If running in colab the dataset is obtained in the next cell with the !wget command. If running locally, download zip file from (https://archive.ics.uci.edu/ml/machine-learning-databases/00320/student.zip) and unpack the dataset in the same folder as notebook.

In [2]:
!wget https://archive.ics.uci.edu/ml/machine-learning-databases/00320/student.zip
!unzip student.zip

--2022-07-26 12:53:45--  https://archive.ics.uci.edu/ml/machine-learning-databases/00320/student.zip
Resolving archive.ics.uci.edu (archive.ics.uci.edu)... 128.195.10.252
Connecting to archive.ics.uci.edu (archive.ics.uci.edu)|128.195.10.252|:443... connected.
◇ ◇ ◇
§ TASK A: Reproduce the passage of the dataset download notes that opens with the words containing "If running in" and closes with "folder as notebook.".
§ TASK B: Convert every line of the records below into a JSON list of strings, one string per line, leaving out blank lines.

§ MATERIAL FOR THIS EXERCISE:
◇ ◇ ◇
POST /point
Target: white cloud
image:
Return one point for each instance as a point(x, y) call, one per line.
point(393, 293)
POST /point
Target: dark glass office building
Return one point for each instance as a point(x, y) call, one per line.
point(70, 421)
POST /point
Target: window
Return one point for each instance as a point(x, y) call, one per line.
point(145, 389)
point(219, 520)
◇ ◇ ◇
§ ANSWER A:
If running in colab the dataset is obtained in the next cell with the !wget command. If running locally, download zip file from (https://archive.ics.uci.edu/ml/machine-learning-databases/00320/student.zip) and unpack the dataset in the same folder as notebook.

§ ANSWER B:
[
  "POST /point",
  "Target: white cloud",
  "image:",
  "Return one point for each instance as a point(x, y) call, one per line.",
  "point(393, 293)",
  "POST /point",
  "Target: dark glass office building",
  "Return one point for each instance as a point(x, y) call, one per line.",
  "point(70, 421)",
  "POST /point",
  "Target: window",
  "Return one point for each instance as a point(x, y) call, one per line.",
  "point(145, 389)",
  "point(219, 520)"
]